**Your goal**: Could you set down, word for word, the lines from the one containing "Reviewer note: check that every instance of the white fountain" through the final line below, with both of those lines included?
┌─ Data supplied
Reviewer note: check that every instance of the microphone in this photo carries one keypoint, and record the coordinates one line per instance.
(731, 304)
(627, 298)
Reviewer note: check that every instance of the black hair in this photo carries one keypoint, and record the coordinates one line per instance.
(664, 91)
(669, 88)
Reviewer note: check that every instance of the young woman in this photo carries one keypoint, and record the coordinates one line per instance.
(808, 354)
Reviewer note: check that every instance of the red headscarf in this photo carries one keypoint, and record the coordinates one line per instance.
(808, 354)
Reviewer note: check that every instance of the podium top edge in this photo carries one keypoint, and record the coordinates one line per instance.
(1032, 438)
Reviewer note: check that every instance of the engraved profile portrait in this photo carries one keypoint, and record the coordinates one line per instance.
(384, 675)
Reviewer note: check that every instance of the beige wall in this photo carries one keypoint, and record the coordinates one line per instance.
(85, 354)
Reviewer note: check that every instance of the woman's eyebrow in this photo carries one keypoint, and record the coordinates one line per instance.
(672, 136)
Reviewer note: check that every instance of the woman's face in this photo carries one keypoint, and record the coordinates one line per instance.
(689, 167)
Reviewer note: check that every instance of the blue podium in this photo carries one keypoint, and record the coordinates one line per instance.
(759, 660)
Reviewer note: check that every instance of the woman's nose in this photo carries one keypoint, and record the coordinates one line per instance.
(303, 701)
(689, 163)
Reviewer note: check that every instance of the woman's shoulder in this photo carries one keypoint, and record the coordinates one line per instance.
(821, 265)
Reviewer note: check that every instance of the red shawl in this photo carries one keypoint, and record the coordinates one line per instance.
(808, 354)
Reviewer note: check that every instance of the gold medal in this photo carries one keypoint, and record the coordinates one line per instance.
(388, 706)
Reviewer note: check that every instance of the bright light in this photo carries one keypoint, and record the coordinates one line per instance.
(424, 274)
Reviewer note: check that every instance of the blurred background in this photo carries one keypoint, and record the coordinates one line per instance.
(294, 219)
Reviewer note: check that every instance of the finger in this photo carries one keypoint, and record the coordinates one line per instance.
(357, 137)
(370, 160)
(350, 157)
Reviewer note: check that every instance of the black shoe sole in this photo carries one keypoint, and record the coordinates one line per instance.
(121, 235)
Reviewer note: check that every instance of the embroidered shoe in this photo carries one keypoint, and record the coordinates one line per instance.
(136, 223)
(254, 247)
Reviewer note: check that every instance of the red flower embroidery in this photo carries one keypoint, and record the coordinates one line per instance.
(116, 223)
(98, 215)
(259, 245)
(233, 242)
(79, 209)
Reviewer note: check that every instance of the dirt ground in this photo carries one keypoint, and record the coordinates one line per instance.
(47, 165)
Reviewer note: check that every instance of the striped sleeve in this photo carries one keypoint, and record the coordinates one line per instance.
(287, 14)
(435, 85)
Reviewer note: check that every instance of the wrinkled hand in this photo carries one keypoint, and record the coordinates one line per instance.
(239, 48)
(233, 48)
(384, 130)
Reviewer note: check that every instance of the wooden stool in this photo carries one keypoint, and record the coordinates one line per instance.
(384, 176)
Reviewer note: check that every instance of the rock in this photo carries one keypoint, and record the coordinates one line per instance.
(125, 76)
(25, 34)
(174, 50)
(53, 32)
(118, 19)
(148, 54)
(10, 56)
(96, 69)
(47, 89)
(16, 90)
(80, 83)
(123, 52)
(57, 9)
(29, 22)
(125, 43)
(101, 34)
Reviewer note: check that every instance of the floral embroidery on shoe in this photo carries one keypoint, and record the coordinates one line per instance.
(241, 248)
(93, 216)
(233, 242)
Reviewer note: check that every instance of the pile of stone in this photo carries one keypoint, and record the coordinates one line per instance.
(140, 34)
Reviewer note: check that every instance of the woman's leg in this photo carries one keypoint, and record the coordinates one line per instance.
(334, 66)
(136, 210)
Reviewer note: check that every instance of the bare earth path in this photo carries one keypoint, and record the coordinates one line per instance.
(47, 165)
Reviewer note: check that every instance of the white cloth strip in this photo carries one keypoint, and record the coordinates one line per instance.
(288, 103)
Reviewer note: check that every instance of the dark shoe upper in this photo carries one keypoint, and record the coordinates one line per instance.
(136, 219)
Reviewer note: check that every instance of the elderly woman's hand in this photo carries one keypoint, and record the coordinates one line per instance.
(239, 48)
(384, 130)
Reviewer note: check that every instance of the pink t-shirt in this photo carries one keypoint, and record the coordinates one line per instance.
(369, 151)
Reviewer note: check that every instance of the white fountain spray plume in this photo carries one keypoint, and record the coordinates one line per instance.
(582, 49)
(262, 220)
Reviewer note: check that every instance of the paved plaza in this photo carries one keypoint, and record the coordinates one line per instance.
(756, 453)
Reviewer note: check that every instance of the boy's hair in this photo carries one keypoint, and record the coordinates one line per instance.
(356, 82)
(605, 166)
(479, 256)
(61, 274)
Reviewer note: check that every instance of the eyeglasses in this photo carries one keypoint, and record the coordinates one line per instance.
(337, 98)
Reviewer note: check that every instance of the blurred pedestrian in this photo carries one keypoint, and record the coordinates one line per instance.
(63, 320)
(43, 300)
└─
**Exercise solution**:
Reviewer note: check that every instance of the white fountain spray plume in this photo carries one keypoint, and record the coordinates one line per instance.
(582, 49)
(262, 220)
Reviewer note: check that every instance of the paved plaza in this photo carries one keypoint, and record the coordinates one line per instance.
(756, 453)
Reviewer note: check that every instance of the boy's hair in this photo carries one keypoint, and record the coordinates one line per instance.
(356, 82)
(605, 166)
(479, 256)
(61, 274)
Reviewer note: check that every instance of the eyeglasses in this photo carries one keypoint, and record the coordinates one line per instance.
(337, 98)
Reviewer note: check that every instance of the blurred pedestrian in this photo carries one keypoint, and record the coordinates one line per instance.
(63, 320)
(43, 300)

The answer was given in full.